**Exercise brief:** Print out the entries below with no edits.

Records from a data collection
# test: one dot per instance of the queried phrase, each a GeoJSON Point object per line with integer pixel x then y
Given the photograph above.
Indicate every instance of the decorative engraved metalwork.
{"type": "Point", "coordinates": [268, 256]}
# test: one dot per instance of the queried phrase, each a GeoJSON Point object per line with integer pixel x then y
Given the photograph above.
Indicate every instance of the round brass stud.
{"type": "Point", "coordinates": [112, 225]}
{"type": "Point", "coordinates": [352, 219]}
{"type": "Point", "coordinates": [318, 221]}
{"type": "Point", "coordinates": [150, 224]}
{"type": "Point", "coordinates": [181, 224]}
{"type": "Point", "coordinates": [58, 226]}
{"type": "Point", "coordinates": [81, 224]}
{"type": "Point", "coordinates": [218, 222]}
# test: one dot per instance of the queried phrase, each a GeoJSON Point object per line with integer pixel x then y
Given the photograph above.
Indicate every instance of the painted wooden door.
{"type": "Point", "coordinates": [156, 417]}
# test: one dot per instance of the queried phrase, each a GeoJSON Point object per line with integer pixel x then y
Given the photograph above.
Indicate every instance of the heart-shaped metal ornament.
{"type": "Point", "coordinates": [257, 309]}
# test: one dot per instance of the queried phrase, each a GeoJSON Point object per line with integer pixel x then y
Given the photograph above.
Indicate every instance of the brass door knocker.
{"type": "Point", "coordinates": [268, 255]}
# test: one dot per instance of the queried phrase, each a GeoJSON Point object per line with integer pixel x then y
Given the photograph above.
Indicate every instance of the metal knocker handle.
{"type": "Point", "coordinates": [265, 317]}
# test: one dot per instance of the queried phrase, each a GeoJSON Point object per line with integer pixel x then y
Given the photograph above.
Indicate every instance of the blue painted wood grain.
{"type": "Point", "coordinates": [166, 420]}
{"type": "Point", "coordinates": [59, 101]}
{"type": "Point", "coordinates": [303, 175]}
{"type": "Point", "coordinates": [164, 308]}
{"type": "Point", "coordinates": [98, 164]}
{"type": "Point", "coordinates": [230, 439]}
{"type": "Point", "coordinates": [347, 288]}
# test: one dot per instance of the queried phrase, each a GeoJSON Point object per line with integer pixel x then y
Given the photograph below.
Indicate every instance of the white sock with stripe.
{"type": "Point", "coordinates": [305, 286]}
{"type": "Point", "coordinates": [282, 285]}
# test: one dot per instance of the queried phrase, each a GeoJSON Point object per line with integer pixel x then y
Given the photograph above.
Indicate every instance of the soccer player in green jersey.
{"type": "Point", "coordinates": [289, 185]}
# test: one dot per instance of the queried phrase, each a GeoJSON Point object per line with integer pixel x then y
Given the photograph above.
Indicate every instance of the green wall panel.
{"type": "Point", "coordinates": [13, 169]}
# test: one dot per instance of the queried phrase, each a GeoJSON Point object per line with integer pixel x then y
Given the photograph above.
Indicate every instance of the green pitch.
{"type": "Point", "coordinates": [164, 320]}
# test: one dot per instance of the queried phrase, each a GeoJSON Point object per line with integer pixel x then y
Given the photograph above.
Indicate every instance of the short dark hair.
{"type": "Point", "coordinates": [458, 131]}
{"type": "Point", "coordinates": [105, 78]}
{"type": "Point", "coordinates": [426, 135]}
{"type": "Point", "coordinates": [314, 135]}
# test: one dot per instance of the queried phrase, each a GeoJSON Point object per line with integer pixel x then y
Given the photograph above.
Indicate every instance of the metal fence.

**Exercise response:**
# test: one dot per instance of the queried phrase, each a GeoJSON Point object per line with integer pixel x then y
Given the photograph above.
Indicate every instance of the decorative engraved metalwork.
{"type": "Point", "coordinates": [268, 256]}
# test: one dot per instance of the queried phrase, each a GeoJSON Point object per line with integer pixel x then y
Given the photograph above.
Indicate every instance of the round brass stud.
{"type": "Point", "coordinates": [112, 225]}
{"type": "Point", "coordinates": [352, 219]}
{"type": "Point", "coordinates": [318, 221]}
{"type": "Point", "coordinates": [150, 224]}
{"type": "Point", "coordinates": [181, 224]}
{"type": "Point", "coordinates": [58, 226]}
{"type": "Point", "coordinates": [81, 224]}
{"type": "Point", "coordinates": [218, 222]}
# test: one dot per instance of the queried phrase, each a GeoJSON Point object per line with integer pixel x then y
Given the photograph above.
Indicate every instance of the painted wooden door.
{"type": "Point", "coordinates": [156, 417]}
# test: one dot per instance of the queried phrase, each a GeoJSON Point object per line with integer pixel x then y
Given the photograph above.
Indicate every instance of the heart-shaped metal ornament.
{"type": "Point", "coordinates": [257, 309]}
# test: one dot per instance of the queried phrase, each a GeoJSON Point object per line with integer pixel x then y
Given the photograph above.
Indicate every instance of the brass door knocker.
{"type": "Point", "coordinates": [268, 255]}
# test: one dot per instance of the queried phrase, each a GeoJSON Point object per line with integer pixel x then y
Given the photograph above.
Indicate every instance of the metal knocker handle.
{"type": "Point", "coordinates": [265, 317]}
# test: one dot per instance of the queried phrase, each a GeoJSON Point object per line with integer pixel x then y
Given the photograph above.
Indicate every instance of the blue painted wood grain.
{"type": "Point", "coordinates": [166, 420]}
{"type": "Point", "coordinates": [59, 101]}
{"type": "Point", "coordinates": [303, 175]}
{"type": "Point", "coordinates": [164, 308]}
{"type": "Point", "coordinates": [98, 164]}
{"type": "Point", "coordinates": [230, 439]}
{"type": "Point", "coordinates": [347, 288]}
# test: one dot per instance of the queried phrase, each a GeoJSON Point object per line with integer pixel x then y
Given the photograph below.
Indicate every instance of the white sock with stripe.
{"type": "Point", "coordinates": [305, 286]}
{"type": "Point", "coordinates": [282, 285]}
# test: one dot per instance of the queried phrase, each a GeoJSON Point object per line with integer pixel x then y
Given the photograph above.
Indicate every instance of the soccer player in green jersey.
{"type": "Point", "coordinates": [289, 185]}
# test: one dot per instance of the queried phrase, each a GeoJSON Point object per line with integer pixel x then y
Given the photograph above.
Indicate every instance of the green wall panel.
{"type": "Point", "coordinates": [13, 169]}
# test: one dot per instance of the queried phrase, each a GeoJSON Point object per line with integer pixel x then y
Given the photograph above.
Indicate every instance of the green pitch.
{"type": "Point", "coordinates": [164, 320]}
# test: one dot per instance of the queried phrase, each a GeoJSON Point object per line with integer pixel x then y
Given the photograph above.
Indicate every instance of the short dark hair.
{"type": "Point", "coordinates": [458, 131]}
{"type": "Point", "coordinates": [105, 78]}
{"type": "Point", "coordinates": [426, 135]}
{"type": "Point", "coordinates": [314, 135]}
# test: one dot per instance of the queried phrase, each a GeoJSON Point object per line with integer pixel x then y
Given the photograph above.
Indicate every instance of the metal fence.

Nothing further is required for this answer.